** START OF Data lines **
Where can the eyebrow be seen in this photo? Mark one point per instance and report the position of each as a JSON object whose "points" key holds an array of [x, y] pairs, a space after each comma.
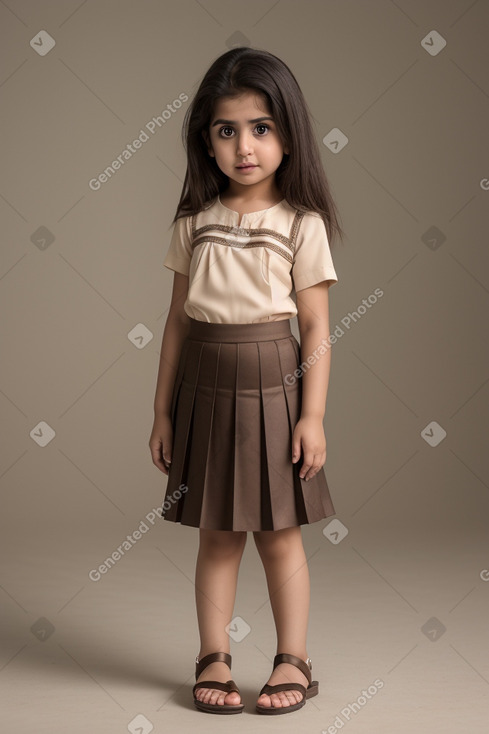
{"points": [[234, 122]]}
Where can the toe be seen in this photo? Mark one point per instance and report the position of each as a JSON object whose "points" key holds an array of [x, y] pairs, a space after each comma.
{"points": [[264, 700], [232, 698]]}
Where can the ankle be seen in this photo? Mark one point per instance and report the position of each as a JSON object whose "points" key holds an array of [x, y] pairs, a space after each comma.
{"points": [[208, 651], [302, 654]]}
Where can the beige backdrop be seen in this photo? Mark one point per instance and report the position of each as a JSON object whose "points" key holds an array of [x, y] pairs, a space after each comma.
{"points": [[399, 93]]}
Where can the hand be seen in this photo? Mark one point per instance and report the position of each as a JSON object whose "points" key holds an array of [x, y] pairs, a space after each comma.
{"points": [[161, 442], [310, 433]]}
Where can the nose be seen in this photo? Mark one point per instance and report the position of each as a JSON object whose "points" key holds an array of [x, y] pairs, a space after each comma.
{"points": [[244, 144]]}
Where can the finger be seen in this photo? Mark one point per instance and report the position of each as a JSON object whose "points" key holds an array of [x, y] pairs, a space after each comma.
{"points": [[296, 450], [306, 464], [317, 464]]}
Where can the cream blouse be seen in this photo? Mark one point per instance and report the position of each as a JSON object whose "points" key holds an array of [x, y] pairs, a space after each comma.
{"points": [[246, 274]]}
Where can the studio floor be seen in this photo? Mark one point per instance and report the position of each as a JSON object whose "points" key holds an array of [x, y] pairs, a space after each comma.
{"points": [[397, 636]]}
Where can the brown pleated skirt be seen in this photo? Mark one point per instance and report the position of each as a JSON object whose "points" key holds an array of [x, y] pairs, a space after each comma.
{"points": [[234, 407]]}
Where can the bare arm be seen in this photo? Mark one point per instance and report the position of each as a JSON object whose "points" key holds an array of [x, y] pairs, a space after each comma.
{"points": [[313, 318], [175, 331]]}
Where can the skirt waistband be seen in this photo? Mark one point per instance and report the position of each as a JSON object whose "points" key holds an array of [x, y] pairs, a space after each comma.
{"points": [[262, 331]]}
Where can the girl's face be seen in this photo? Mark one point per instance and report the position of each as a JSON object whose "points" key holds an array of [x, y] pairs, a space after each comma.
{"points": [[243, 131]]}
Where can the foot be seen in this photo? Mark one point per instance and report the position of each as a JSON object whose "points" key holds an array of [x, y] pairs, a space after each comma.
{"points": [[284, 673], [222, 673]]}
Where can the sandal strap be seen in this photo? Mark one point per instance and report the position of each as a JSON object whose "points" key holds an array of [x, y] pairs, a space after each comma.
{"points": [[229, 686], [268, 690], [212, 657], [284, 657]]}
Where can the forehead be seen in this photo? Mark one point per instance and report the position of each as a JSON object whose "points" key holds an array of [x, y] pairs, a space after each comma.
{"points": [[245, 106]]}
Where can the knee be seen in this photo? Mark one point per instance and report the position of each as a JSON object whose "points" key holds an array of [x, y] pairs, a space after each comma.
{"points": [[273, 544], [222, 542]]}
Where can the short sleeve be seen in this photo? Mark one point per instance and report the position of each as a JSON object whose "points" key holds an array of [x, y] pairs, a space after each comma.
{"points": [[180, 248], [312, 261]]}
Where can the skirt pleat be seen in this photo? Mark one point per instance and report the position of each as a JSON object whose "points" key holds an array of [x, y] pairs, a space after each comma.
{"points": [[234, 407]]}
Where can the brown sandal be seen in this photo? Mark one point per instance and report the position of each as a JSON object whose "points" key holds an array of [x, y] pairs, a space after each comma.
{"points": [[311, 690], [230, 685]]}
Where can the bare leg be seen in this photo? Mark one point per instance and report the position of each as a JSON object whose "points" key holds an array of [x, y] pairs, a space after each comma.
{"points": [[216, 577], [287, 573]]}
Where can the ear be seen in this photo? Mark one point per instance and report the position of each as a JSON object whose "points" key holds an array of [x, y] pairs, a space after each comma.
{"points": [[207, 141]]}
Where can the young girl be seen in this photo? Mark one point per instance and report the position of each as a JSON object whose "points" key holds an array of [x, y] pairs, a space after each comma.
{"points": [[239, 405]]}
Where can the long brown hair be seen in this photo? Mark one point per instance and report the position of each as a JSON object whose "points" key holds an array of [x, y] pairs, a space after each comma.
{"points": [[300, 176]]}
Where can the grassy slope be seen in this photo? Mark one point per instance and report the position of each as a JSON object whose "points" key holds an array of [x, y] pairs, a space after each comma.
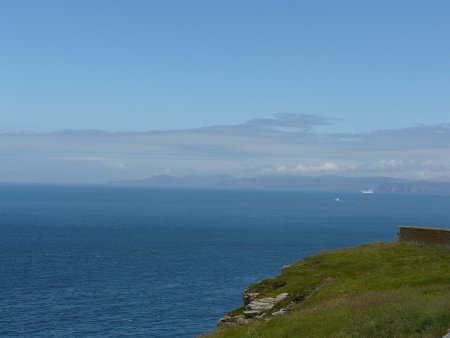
** END OF Data lines **
__Goal__. Find the line with "Where can the long" in the listing and extract it and all lines after it through the end, exactly, without the pictures.

__Written answer__.
Where can the long brown hair be seen in this photo? Mark one point per instance and report the position of each as a JSON object whose "points" key holds an array of [x, y] pairs, a space after each comma.
{"points": [[300, 176]]}
Where can the grassy slope be seen in this photo? Mark one point per instance and report the position of each as a JSON object whose "points" key holds an array of [x, y] pairs, a space after each comma.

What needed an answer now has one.